• Exercise description: When the line containing "Where can the orange" appears in the data below, begin copying there and stop only after the line containing "Where can the soldier".
Top of Exercise inputs
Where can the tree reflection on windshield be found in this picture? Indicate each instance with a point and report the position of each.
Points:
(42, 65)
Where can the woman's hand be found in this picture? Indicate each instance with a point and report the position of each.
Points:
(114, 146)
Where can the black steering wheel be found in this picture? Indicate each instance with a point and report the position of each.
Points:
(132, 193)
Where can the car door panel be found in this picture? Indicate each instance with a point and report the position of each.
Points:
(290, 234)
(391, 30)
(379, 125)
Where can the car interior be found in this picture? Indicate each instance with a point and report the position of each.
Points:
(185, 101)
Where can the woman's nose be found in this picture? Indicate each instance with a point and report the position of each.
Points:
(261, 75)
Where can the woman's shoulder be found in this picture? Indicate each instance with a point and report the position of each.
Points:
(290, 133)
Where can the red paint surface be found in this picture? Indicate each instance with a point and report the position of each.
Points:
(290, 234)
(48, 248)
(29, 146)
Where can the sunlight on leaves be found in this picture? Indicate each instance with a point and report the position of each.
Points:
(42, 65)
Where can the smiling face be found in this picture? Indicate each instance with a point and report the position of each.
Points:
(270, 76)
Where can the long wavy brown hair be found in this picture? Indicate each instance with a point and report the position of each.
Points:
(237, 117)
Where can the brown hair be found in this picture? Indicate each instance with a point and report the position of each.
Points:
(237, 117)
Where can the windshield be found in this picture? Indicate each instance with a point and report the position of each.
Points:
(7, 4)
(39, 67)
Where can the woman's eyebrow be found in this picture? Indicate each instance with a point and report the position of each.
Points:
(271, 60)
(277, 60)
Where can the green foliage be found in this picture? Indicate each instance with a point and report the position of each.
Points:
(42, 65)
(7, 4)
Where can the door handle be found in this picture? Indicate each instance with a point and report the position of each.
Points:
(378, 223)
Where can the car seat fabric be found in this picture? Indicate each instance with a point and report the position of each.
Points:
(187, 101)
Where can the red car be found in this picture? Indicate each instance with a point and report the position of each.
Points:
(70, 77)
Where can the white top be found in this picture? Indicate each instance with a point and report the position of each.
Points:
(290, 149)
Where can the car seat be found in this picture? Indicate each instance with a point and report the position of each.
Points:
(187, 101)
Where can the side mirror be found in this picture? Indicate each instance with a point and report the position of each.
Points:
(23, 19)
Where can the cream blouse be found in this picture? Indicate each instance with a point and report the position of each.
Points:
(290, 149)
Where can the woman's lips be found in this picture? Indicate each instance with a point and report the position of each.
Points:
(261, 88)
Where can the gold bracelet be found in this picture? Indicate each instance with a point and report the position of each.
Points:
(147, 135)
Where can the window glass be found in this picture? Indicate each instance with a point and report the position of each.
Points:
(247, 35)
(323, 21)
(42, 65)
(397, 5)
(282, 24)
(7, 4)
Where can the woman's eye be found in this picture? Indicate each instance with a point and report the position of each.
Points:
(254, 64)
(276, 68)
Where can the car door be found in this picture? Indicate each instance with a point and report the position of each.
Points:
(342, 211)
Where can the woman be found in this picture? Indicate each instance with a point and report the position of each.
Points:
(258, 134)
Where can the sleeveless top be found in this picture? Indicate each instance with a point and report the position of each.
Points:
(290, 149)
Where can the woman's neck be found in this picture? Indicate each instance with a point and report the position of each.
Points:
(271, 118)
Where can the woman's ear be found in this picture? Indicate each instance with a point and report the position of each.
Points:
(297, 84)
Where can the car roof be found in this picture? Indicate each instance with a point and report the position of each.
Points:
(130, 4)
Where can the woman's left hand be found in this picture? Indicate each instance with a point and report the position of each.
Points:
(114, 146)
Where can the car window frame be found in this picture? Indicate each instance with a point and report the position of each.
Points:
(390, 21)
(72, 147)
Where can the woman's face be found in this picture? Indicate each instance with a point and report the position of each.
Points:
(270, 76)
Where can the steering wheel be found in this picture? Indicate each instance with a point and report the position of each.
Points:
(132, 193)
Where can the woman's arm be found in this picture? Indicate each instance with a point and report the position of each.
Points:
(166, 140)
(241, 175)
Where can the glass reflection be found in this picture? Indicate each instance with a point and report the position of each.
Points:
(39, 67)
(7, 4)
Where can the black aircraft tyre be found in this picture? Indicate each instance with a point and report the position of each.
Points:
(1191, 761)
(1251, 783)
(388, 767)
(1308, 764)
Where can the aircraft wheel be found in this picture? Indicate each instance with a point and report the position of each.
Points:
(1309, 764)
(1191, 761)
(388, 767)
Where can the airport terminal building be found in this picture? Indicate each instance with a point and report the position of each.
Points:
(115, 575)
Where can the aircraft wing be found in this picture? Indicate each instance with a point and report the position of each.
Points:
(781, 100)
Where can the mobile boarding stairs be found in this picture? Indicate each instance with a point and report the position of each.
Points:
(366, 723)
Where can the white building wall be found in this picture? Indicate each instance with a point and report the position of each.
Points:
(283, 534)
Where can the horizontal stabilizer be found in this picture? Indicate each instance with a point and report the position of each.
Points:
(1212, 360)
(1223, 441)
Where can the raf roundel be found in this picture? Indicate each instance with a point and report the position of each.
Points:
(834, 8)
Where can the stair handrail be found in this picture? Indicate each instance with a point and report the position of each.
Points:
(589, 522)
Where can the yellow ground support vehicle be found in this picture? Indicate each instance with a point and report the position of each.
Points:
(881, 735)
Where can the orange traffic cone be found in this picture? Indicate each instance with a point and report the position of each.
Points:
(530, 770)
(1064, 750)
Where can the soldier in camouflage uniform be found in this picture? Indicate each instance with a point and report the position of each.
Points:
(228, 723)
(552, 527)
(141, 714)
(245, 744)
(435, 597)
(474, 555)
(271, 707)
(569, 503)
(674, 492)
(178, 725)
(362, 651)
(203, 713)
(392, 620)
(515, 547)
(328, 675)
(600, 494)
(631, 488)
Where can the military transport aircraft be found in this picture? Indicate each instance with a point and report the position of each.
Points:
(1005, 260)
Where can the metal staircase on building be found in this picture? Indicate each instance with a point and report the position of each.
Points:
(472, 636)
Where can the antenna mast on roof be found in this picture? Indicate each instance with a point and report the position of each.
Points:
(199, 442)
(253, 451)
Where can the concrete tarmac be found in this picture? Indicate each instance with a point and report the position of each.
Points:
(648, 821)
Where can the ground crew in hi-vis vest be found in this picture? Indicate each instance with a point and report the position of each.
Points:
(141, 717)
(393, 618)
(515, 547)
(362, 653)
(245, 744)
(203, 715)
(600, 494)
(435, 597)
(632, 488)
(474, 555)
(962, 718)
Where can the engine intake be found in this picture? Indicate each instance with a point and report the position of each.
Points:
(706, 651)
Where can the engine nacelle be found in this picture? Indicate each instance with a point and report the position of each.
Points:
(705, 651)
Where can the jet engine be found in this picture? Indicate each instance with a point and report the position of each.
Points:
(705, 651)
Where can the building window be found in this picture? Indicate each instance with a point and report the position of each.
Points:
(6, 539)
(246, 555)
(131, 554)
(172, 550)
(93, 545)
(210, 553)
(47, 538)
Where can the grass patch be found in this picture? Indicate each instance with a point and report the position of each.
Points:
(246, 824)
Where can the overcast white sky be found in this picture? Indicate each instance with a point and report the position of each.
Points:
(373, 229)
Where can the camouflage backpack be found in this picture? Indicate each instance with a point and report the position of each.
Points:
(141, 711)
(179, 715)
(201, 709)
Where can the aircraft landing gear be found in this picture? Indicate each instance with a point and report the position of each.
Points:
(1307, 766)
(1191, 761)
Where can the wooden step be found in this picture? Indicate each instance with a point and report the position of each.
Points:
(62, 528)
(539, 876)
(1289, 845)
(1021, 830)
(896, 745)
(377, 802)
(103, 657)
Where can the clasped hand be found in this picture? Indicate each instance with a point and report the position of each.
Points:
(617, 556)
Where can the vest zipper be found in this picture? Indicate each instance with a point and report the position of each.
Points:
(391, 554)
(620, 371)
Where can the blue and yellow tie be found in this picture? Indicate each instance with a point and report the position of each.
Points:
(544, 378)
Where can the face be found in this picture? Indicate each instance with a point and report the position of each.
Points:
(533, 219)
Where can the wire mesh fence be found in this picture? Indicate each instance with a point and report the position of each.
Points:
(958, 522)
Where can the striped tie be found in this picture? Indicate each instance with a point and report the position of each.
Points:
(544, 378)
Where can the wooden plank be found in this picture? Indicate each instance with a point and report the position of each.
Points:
Bottom of Exercise inputs
• Solution for this problem:
Where can the orange traffic cone be found in this picture? Indicate each instance with a point and report the position of each.
Points:
(530, 770)
(1064, 750)
Where can the soldier in camouflage uniform be found in this picture? Indicate each instance with a point and report the position of each.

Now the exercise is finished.